Referring expression data:
>>>
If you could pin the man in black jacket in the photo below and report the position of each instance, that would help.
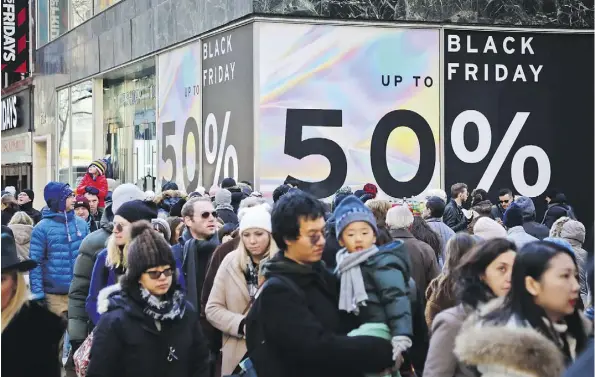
(25, 200)
(453, 213)
(295, 327)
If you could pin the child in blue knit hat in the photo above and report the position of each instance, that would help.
(374, 281)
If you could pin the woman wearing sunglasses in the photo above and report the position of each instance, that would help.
(148, 328)
(112, 262)
(236, 283)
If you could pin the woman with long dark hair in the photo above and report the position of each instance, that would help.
(484, 273)
(536, 329)
(147, 328)
(423, 232)
(441, 293)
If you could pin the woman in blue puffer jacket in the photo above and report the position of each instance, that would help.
(55, 243)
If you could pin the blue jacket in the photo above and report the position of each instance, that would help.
(55, 251)
(104, 276)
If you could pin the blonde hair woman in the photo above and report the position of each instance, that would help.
(22, 227)
(29, 331)
(236, 283)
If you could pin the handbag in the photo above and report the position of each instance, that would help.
(82, 356)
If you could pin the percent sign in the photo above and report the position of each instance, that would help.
(218, 151)
(483, 148)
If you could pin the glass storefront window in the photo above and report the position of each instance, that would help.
(75, 132)
(129, 105)
(63, 134)
(101, 5)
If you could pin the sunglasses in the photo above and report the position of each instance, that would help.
(157, 274)
(205, 215)
(118, 227)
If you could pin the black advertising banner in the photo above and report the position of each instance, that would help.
(15, 32)
(519, 114)
(228, 106)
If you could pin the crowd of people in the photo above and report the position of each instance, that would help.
(108, 280)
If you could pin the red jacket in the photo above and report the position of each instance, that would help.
(100, 183)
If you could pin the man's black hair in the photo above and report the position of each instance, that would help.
(436, 207)
(505, 191)
(280, 191)
(248, 183)
(287, 213)
(292, 181)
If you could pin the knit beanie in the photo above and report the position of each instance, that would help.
(170, 185)
(399, 217)
(213, 190)
(137, 210)
(29, 193)
(222, 197)
(100, 165)
(147, 249)
(55, 195)
(163, 227)
(488, 229)
(81, 201)
(513, 216)
(228, 182)
(371, 189)
(255, 217)
(352, 210)
(125, 193)
(527, 207)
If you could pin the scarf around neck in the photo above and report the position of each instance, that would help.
(163, 310)
(353, 291)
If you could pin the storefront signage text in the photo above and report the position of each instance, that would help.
(15, 28)
(10, 113)
(134, 96)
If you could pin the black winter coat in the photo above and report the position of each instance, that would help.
(228, 216)
(537, 230)
(454, 217)
(304, 334)
(78, 319)
(30, 343)
(126, 343)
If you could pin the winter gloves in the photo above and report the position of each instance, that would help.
(400, 345)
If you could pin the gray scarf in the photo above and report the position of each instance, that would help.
(353, 291)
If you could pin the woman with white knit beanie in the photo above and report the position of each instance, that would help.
(236, 283)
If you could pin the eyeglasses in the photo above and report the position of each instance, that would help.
(157, 274)
(119, 227)
(205, 215)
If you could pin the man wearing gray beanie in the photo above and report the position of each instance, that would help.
(83, 268)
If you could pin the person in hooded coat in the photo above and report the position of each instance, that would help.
(168, 199)
(25, 200)
(78, 319)
(22, 228)
(573, 232)
(30, 333)
(55, 244)
(147, 328)
(557, 207)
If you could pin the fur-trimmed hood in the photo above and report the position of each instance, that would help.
(508, 350)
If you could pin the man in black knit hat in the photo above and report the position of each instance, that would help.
<<<
● **WHAT TO DO**
Look above for the line containing "If you could pin the gray", then transcribe it and all lines after it through the last, exactly and with nothing else.

● **WRITTEN RESPONSE**
If you could pin the gray scarf in the photo above and report the position of each instance, that would help.
(353, 291)
If you could pin the woman with white knit beanie in the photo above and report the position of each instance, that would help.
(236, 283)
If you could pin the eyeglasses in the photo above and report the position of each instance, that would help.
(157, 274)
(119, 227)
(205, 215)
If you could pin the man wearing gray beanie in the photo above and report the position of each instance, that would help.
(83, 268)
If you could pin the person in hooded coat in the photo above and report the position of each instance, that would help.
(168, 199)
(25, 200)
(78, 319)
(22, 228)
(573, 232)
(30, 333)
(55, 244)
(147, 328)
(557, 207)
If you could pin the fur-trimmed hood in the photo above and report the position of each instance, that would help.
(508, 350)
If you could pin the man in black knit hat in the photo above and report the position of each instance, that would help.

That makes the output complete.